Eyre Square ( ; ) is a city public park in Galway, Ireland. The park is within the city centre, adjoining the nearby shopping area of William Street and Shop Street.  Galway railway station is adjacent to Eyre Square.

The park is rectangular, surrounded on three sides by streets that form the major traffic arteries into Galway city centre; the west side of the square was pedestrianised in 2006. The square is occasionally although rarely sometimes referred to as John F. Kennedy Memorial Park.

History

The origin of the square comes from medieval open space in front of a town gate, known as the Green. Markets mostly took place in the northern part of the space. The earliest endeavour to formally enclose it was recorded in 1631. Some ash-trees were planted and the park was enclosed by a wooden fence. The plot of land that became Eyre Square was officially presented to the city in 1710 by Mayor Edward Eyre, from whom it took its name. In 1801, General Meyrick erected a stone wall around the square, which was later known as Meyrick Square. In the middle of the 19th century, the whole park underwent a redevelopment in Georgian style. In the 1960s, a full-scale reconstruction started and iron railings were removed and raised around the backyard of St. Nicholas' Collegiate Church.

In 1965, the square was officially renamed "John F. Kennedy Memorial Park" in honour of U.S. President John F. Kennedy; despite the renaming, the square is still widely known as Eyre Square. Kennedy had visited Galway City and made a speech in the square on 29 June 1963, the first U.S. president to do so during his term of office.

▶ _Information provided_

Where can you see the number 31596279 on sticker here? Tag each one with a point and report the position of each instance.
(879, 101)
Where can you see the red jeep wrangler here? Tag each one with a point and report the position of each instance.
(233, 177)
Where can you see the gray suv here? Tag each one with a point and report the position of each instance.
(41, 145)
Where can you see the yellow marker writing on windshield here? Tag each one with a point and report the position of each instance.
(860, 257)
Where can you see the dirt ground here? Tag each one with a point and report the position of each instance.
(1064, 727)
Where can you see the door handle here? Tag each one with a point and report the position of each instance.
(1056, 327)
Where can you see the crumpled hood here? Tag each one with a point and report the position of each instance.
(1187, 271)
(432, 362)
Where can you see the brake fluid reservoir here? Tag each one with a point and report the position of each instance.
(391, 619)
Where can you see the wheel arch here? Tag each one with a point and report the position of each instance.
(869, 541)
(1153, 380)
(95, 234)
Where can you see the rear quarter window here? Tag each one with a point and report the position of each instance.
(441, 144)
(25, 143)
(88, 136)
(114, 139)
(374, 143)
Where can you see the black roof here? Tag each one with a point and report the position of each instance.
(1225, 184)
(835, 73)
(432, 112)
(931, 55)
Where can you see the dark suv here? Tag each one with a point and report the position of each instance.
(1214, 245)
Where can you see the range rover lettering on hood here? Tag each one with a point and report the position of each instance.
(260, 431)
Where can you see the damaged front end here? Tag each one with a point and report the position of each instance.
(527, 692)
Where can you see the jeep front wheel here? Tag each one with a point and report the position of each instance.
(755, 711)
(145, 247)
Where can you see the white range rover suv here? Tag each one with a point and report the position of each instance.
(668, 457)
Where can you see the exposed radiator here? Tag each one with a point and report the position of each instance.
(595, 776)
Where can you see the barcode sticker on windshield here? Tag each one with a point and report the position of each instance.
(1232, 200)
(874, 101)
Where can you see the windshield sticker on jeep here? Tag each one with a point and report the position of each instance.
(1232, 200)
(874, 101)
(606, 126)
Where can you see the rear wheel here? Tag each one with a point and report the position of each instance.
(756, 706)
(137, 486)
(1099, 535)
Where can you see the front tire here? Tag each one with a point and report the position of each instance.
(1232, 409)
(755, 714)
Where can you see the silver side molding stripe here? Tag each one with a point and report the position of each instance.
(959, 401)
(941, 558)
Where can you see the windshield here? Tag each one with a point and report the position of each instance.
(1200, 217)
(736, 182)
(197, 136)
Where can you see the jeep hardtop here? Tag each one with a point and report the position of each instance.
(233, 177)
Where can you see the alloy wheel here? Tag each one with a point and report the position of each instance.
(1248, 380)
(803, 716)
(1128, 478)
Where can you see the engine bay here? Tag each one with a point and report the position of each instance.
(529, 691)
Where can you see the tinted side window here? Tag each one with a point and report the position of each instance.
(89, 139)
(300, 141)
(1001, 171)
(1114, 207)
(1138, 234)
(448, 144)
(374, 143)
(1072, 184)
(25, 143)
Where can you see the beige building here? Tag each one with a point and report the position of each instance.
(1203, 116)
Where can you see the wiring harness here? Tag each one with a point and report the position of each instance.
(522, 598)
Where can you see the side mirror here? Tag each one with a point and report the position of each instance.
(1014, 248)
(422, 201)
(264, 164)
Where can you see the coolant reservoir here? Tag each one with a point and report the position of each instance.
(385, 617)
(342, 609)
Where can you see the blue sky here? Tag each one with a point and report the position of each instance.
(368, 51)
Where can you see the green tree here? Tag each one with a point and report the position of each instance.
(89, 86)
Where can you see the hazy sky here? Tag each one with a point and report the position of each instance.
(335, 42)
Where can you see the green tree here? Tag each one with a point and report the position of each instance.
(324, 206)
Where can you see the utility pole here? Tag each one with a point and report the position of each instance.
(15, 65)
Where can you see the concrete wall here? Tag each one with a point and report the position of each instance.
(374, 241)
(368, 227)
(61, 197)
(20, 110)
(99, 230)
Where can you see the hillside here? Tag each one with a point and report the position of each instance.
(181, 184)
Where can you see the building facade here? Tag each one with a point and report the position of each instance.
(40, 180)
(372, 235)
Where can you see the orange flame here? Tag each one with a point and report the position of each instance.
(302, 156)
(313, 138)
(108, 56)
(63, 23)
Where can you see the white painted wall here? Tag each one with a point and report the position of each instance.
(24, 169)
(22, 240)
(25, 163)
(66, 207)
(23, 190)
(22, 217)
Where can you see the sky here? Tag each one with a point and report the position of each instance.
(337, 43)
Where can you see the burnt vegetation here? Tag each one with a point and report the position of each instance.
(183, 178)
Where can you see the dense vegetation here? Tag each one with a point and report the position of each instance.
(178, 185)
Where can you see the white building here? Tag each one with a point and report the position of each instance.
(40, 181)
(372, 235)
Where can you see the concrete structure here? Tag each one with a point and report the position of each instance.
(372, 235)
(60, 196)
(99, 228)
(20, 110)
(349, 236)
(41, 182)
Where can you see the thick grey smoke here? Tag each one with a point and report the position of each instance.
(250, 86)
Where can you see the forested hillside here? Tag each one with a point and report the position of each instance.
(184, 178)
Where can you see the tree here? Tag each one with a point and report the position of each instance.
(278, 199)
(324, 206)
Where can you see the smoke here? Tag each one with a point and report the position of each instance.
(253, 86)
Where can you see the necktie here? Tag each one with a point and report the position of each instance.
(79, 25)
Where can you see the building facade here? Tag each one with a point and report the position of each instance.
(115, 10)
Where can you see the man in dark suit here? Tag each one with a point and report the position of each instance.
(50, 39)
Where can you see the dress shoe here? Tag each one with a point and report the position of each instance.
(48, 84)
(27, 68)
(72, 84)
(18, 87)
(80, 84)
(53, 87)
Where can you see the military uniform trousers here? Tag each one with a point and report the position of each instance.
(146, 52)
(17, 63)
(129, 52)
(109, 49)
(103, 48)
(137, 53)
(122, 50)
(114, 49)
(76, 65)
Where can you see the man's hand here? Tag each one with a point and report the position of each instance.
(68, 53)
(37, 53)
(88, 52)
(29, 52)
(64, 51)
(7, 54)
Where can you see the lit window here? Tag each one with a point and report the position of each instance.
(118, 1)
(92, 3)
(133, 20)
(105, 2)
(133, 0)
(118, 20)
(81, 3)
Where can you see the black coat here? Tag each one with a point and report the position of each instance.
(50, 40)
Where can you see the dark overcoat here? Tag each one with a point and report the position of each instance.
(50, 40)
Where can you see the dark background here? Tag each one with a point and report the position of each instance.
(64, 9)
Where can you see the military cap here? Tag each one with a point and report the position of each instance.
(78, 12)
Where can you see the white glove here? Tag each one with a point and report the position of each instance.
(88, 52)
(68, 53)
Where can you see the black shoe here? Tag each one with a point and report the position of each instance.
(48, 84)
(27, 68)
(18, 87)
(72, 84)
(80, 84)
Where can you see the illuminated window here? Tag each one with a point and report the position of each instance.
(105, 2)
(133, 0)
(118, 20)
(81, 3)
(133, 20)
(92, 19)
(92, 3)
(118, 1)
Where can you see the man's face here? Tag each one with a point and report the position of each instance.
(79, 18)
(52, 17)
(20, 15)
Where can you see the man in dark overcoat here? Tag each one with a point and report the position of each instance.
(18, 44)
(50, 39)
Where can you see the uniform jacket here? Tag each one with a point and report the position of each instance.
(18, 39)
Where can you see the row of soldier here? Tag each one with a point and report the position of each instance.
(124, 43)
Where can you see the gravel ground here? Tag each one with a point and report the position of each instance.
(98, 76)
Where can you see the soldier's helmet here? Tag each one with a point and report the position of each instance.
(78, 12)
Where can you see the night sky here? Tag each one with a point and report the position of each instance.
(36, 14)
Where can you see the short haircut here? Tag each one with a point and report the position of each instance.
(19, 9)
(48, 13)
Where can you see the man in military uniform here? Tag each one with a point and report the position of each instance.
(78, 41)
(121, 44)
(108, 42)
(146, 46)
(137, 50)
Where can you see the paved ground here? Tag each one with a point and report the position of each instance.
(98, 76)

▶ _Task brief_
Write out the passage on Eyre Square in full, word for word. The lines above stand apart from the passage on Eyre Square.

▶ _Response below_
Eyre Square ( ; ) is a city public park in Galway, Ireland. The park is within the city centre, adjoining the nearby shopping area of William Street and Shop Street.  Galway railway station is adjacent to Eyre Square.

The park is rectangular, surrounded on three sides by streets that form the major traffic arteries into Galway city centre; the west side of the square was pedestrianised in 2006. The square is occasionally although rarely sometimes referred to as John F. Kennedy Memorial Park.

History

The origin of the square comes from medieval open space in front of a town gate, known as the Green. Markets mostly took place in the northern part of the space. The earliest endeavour to formally enclose it was recorded in 1631. Some ash-trees were planted and the park was enclosed by a wooden fence. The plot of land that became Eyre Square was officially presented to the city in 1710 by Mayor Edward Eyre, from whom it took its name. In 1801, General Meyrick erected a stone wall around the square, which was later known as Meyrick Square. In the middle of the 19th century, the whole park underwent a redevelopment in Georgian style. In the 1960s, a full-scale reconstruction started and iron railings were removed and raised around the backyard of St. Nicholas' Collegiate Church.

In 1965, the square was officially renamed "John F. Kennedy Memorial Park" in honour of U.S. President John F. Kennedy; despite the renaming, the square is still widely known as Eyre Square. Kennedy had visited Galway City and made a speech in the square on 29 June 1963, the first U.S. president to do so during his term of office.